Monday, November 23, 2009

Friends and Family at Poplar Grove

Hello readers,

You may have noticed the absence of a blog entry last Friday. This was due to the significant amount of work that Nathan and I were doing in preparation for the digitization of the Poplar Grove materials. The good news is that this made many new images available to share with you on the blog. The bad news is that this work has carried over into the new week, and I still have little time to provide one entry before we leave for the Thanksgiving holiday. In the interest of the gathering of families and friends over the coming week, I have decided to provide you with several photographs of people coming together in the past.

We have, first, several photos from a curiosity found in Series 18 of Poplar Grove. This is a photo album depicting friends of E. B. Emory from Virginia. The date is especially interesting, as the album seems to have been compiled in 1866. With the Civil War having concluded in the recent past, friendship was needed to begin healing a wounded nation. As with so many of these items, we don't yet have a strong sense of context in which to place this album, but I hope you will enjoy it simply for the photos from a semi-distant past in which friends, as today, kept in touch over significant distances. The images to the left and right are one such example, as a person who seems to have been a friend from University of Virginia wrote E. B. Emory some kind words about friendship. Regular readers will be reminded of the warm friendship between Emory and Mary Holladay, discussed in an earlier post.

=== Dataset excerpts on pointing to objects ===
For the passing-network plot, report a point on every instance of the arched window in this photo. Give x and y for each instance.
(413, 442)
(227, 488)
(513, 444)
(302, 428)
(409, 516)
==
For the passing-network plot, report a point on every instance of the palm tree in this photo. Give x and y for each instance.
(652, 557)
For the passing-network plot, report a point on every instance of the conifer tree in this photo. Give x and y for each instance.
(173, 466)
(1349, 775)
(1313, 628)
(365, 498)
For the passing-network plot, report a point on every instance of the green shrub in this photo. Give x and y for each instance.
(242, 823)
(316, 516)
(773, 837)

=== WHAT THE TASK ASKS ===
In two sentences, summarize the Poplar Grove blog post that appears before the items.

=== WRITTEN SOLUTION ===
The post explains that no entry appeared the previous Friday because of work preparing the Poplar Grove materials for digitization, and that, in view of the coming Thanksgiving gatherings of family and friends, it offers photographs of people coming together in the past. It begins with photos from an album in Series 18 of Poplar Grove, apparently compiled in 1866, that depicts friends of E. B. Emory from Virginia, including kind words about friendship written to Emory by a person who seems to have been a friend from the University of Virginia.